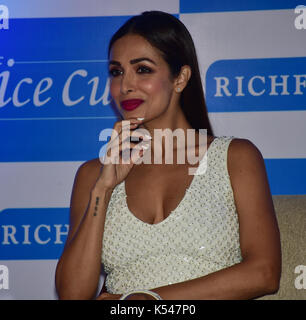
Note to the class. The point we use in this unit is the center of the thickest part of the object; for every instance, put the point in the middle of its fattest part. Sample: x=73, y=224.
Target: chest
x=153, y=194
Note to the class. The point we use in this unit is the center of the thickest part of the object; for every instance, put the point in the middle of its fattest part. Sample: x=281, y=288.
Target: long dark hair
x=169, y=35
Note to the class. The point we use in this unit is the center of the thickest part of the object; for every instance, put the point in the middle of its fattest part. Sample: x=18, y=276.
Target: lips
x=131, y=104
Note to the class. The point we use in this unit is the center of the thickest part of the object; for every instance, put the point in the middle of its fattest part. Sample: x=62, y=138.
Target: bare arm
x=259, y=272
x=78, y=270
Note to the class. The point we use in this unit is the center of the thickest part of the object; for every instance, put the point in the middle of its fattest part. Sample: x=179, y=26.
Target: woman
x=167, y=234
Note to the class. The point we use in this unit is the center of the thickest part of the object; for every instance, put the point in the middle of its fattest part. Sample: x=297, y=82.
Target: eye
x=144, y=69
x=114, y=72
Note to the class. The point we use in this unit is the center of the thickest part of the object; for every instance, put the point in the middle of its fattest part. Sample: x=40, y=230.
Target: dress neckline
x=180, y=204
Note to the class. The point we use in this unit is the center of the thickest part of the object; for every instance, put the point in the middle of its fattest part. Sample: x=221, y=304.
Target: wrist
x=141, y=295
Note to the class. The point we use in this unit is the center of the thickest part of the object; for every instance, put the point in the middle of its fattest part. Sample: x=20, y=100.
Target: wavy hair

Task brief —
Reproduce every line of the data above verbatim, but leave the pictures out.

Reply to the exercise —
Note to the class. The point we use in this unit is the center of the thickest part of the object; for every instance, put the point in the middle of its fattest part. Sample: x=73, y=224.
Target: chest
x=153, y=194
Note to the class. The point we use in this unit is the center of the thickest part of the object; for every instance, put the point in the middle of its fattest part. Sample: x=281, y=288.
Target: long dark hair
x=169, y=35
Note to the class. The point we use in this unit is the center of the thickest part of the object; for every instance, put the point in the middle of its fattest part. Sample: x=18, y=276.
Target: lips
x=131, y=104
Note to the class. The point we use in this unit is the center of the thickest part of the object; for every instance, put the point in the middle of its fattest part. Sample: x=62, y=138.
Target: bare arm
x=259, y=272
x=78, y=270
Note to the class. The point we use in this unit is the center of the thickest part of the object; for every instance, put the point in the middle of its fattest part. Sample: x=179, y=26.
Target: woman
x=167, y=234
Note to the class. The point we use in this unit is the center of the thickest part of the object; for every instance, put the point in the middle of its fattest part. Sample: x=297, y=82.
Target: eye
x=144, y=69
x=114, y=72
Note to the class. The point we use in this unit is the center of the thickest part of the object; for every instance, put the point in the middle of its fattest part. Sample: x=40, y=230.
Target: dress neckline
x=180, y=204
Note to the class. The point we use in this unit is the center of the thickest part of the object; for every instance, put the point in the middle of its fattest part. Sample: x=221, y=304.
Target: wrist
x=141, y=295
Note to the class. The point we use in this unit is the center of the thickest part of the object; for every instance, put the point in the middle of its fattest part. Sample: x=20, y=100.
Target: wavy hair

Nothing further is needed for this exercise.